- **GOAL**: Identify the line that contains "bare branch, placing" in the material. Output it and every line after it, unchanged, through the end.

Records from a collection
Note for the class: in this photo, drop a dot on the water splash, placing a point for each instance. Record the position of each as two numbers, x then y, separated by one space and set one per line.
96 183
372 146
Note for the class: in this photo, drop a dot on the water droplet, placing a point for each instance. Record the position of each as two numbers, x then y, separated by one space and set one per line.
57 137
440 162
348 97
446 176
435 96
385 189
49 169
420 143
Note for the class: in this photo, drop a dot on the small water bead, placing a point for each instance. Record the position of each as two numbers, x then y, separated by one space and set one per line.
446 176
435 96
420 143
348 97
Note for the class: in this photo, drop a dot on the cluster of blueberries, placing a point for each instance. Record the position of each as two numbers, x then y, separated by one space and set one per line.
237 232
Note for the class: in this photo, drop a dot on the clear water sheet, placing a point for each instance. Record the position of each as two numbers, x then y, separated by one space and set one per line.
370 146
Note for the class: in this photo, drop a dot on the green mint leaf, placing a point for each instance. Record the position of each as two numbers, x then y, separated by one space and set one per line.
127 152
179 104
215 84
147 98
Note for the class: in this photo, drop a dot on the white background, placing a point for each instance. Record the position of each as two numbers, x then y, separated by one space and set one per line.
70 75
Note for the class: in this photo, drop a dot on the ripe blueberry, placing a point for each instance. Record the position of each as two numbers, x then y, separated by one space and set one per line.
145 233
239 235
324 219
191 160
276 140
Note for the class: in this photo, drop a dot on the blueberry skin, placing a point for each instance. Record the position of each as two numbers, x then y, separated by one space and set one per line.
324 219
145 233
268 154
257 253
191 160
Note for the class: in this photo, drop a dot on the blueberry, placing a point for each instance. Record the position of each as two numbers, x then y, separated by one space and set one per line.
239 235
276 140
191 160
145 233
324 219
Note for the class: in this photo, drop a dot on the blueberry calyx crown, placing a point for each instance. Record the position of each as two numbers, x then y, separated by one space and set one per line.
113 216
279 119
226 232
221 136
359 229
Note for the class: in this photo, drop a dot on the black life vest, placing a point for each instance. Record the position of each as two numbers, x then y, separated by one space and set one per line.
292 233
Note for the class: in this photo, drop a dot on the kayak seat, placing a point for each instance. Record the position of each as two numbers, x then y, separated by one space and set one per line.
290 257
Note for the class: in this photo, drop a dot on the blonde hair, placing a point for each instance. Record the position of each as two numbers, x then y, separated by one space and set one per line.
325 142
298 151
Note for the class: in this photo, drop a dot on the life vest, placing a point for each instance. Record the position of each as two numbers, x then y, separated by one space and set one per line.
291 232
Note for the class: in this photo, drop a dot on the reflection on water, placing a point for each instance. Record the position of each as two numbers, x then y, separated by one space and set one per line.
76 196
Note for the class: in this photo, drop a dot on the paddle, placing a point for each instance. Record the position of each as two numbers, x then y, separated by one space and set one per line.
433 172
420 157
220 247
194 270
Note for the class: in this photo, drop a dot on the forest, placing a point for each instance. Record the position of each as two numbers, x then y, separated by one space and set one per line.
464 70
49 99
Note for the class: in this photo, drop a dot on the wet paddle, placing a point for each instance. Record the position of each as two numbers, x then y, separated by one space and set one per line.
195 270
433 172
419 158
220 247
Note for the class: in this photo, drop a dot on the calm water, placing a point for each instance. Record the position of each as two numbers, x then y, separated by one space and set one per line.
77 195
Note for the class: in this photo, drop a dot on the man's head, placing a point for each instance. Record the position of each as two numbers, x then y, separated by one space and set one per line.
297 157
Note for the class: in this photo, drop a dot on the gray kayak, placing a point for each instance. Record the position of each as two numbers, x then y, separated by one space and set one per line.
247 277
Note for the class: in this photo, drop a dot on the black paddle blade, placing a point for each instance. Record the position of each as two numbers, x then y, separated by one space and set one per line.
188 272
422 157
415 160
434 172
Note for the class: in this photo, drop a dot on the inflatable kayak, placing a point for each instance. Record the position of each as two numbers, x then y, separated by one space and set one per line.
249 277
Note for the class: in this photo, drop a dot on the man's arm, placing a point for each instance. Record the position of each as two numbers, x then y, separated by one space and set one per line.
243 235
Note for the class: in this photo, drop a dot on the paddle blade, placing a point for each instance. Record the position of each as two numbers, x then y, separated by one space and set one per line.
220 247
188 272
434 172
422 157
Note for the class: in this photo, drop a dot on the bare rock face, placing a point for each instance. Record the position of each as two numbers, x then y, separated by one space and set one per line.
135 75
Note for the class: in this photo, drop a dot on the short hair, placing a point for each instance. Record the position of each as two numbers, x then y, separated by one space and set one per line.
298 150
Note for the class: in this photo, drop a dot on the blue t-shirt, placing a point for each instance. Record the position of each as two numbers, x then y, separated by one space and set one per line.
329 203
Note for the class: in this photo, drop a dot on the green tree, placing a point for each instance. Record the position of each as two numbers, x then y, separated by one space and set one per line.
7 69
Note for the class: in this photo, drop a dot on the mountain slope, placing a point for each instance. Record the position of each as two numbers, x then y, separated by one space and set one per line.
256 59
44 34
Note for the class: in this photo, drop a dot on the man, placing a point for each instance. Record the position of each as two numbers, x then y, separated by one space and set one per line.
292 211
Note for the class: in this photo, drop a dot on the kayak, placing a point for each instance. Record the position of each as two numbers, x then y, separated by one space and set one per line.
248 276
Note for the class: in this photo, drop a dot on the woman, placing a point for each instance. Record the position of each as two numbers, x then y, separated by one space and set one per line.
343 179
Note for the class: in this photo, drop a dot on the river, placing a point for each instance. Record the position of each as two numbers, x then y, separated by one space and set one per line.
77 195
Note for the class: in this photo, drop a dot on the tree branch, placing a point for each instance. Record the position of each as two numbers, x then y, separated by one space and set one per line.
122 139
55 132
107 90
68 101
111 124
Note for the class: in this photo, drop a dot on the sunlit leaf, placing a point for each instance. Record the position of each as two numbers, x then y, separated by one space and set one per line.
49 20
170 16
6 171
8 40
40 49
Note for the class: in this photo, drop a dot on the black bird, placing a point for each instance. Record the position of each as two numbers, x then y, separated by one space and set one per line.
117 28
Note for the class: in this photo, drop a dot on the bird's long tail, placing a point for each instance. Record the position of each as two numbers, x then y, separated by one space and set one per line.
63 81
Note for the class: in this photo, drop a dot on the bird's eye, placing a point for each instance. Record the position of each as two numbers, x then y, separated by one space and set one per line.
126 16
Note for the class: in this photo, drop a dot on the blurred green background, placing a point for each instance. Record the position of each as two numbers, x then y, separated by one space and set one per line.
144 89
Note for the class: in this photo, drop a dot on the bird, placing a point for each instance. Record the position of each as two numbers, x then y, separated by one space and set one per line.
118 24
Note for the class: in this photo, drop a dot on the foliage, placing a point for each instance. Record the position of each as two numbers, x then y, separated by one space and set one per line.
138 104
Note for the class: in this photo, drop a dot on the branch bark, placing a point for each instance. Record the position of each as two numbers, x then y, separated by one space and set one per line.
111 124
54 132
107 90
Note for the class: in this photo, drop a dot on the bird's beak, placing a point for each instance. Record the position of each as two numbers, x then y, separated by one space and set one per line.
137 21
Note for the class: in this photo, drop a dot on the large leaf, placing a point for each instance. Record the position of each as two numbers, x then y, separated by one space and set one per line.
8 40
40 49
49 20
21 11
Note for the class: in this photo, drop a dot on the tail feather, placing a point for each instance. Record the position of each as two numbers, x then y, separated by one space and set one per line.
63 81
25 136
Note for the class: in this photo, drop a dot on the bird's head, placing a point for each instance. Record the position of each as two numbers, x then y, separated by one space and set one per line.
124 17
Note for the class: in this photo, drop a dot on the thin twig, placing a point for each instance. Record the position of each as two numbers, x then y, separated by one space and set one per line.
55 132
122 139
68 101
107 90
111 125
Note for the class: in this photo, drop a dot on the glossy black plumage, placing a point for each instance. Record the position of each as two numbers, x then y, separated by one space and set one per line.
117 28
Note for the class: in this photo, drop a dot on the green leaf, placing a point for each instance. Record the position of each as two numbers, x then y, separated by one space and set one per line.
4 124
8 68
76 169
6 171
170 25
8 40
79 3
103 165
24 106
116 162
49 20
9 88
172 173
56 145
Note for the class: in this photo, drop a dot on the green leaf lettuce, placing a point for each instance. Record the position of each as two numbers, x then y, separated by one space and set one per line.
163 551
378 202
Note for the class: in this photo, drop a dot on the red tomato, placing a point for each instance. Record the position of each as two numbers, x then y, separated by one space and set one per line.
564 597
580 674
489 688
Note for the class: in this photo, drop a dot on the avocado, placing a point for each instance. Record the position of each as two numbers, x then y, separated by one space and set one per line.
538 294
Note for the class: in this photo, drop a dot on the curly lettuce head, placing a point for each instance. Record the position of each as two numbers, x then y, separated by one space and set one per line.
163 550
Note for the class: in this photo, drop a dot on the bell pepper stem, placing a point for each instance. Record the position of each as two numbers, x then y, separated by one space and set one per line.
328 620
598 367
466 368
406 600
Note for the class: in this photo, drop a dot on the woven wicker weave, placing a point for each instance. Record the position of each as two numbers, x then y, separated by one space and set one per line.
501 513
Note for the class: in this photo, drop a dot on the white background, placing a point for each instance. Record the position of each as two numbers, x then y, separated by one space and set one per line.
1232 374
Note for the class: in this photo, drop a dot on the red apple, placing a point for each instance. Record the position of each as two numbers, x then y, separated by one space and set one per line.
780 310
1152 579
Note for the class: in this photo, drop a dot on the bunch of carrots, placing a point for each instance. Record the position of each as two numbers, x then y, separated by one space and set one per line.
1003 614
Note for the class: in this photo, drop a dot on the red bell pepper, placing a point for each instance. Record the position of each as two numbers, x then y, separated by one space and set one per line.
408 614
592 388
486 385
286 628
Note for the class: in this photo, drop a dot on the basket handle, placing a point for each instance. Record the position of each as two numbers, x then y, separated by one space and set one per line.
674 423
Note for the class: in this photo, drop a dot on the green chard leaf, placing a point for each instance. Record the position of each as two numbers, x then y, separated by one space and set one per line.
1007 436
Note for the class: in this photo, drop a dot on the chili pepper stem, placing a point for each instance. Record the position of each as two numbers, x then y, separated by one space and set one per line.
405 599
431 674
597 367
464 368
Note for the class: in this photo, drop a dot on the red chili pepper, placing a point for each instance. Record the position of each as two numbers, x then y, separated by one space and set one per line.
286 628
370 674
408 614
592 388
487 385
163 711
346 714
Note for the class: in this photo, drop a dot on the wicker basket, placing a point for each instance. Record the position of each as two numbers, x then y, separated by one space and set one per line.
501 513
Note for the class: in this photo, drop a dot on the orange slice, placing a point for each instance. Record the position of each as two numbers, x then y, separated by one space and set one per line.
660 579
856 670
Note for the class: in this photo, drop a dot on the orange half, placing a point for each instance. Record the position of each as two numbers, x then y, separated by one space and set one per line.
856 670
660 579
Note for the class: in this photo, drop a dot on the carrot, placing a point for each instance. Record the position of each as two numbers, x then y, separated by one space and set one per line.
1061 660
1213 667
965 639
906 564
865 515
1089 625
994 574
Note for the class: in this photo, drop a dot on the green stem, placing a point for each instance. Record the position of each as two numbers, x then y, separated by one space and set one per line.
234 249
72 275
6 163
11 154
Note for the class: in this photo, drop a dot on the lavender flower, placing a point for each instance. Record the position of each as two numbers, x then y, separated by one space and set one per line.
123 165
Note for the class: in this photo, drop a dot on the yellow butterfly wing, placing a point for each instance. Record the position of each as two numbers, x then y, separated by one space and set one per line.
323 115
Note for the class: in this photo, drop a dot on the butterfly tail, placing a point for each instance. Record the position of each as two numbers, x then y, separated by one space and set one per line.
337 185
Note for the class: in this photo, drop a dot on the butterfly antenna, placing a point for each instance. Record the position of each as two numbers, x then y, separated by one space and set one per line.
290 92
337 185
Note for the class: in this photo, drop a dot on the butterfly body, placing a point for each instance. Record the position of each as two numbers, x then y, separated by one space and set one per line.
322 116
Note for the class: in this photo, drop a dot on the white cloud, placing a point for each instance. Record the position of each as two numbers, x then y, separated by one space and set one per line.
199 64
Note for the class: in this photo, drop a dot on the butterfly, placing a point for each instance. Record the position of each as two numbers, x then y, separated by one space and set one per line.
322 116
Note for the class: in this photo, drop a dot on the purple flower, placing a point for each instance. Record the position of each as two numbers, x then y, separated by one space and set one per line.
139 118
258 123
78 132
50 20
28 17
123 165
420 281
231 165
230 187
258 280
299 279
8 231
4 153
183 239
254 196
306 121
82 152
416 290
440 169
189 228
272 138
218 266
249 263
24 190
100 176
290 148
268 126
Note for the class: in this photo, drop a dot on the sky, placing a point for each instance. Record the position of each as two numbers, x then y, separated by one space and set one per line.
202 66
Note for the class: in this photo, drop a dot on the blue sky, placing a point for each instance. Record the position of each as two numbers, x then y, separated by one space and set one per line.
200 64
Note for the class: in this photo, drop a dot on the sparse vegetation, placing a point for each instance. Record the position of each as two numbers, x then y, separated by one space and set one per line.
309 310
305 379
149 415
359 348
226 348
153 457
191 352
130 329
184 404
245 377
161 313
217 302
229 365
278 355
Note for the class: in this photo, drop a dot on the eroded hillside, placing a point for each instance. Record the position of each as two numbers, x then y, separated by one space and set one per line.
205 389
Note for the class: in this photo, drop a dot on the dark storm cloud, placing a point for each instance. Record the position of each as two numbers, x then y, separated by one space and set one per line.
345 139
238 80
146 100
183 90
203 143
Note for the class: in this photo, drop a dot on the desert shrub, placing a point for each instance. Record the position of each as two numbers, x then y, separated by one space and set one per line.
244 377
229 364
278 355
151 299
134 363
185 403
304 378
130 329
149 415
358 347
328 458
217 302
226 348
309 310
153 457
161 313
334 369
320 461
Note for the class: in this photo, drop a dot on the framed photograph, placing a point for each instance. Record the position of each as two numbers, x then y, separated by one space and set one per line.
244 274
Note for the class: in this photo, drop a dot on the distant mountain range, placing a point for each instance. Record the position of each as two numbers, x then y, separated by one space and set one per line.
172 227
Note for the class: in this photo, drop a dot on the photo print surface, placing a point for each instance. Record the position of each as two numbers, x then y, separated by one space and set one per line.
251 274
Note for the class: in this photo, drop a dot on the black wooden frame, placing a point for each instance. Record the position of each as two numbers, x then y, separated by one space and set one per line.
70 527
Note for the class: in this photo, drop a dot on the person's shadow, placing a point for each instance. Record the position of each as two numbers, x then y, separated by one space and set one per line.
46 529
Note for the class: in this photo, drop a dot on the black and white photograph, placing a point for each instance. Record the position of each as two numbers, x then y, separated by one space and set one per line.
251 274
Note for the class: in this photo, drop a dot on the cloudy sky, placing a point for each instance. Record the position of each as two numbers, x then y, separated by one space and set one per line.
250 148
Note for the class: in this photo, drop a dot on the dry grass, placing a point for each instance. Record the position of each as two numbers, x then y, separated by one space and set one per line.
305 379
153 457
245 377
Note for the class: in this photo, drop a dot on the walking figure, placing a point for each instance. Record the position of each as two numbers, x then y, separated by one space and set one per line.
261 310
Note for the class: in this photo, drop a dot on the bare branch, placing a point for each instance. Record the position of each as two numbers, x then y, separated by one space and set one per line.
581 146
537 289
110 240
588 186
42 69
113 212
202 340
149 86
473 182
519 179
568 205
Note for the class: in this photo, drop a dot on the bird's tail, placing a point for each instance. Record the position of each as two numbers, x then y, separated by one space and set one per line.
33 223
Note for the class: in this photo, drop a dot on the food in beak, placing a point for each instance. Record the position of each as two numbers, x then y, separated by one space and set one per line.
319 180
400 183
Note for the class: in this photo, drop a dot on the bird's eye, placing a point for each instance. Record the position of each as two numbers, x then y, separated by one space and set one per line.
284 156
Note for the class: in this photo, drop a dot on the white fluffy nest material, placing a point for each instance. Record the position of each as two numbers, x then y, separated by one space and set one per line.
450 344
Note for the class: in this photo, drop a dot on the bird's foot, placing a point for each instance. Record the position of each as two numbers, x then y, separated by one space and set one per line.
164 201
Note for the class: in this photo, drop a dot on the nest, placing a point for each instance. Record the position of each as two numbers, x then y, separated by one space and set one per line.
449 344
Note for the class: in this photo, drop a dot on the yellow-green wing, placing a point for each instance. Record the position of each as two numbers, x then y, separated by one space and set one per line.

- **ANSWER TO THE EXERCISE**:
Note for the class: in this photo, drop a dot on the bare branch, placing a point for each instance. Record the position of each as two numbers, x then y, separated by one space and set one per line.
581 146
537 289
110 240
588 186
42 69
113 212
202 340
149 86
473 182
519 179
568 205
Note for the class: in this photo, drop a dot on the bird's tail, placing a point for each instance. Record the position of each as two numbers, x then y, separated by one space and set one per line.
33 223
Note for the class: in this photo, drop a dot on the food in beak, placing a point for each instance. Record the position of each as two numbers, x then y, separated by one space and set one per line.
319 180
400 183
Note for the class: in this photo, drop a dot on the bird's eye, placing a point for each instance. Record the position of each as two numbers, x then y, separated by one space and set one per line.
284 156
Note for the class: in this photo, drop a dot on the white fluffy nest material, placing a point for each instance. Record the position of each as two numbers, x then y, separated by one space and set one per line.
450 344
Note for the class: in this photo, drop a dot on the bird's foot, placing a point for each instance. Record the position of each as two numbers, x then y, separated by one space and set one per line.
164 201
Note for the class: in this photo, drop a dot on the nest, placing a point for each instance. Record the position of each as two numbers, x then y, separated by one space and set one per line.
449 344
Note for the class: in this photo, drop a dot on the yellow-green wing, placing a point for each instance. Record the position of each as two numbers, x then y, separated by one space and set one per line.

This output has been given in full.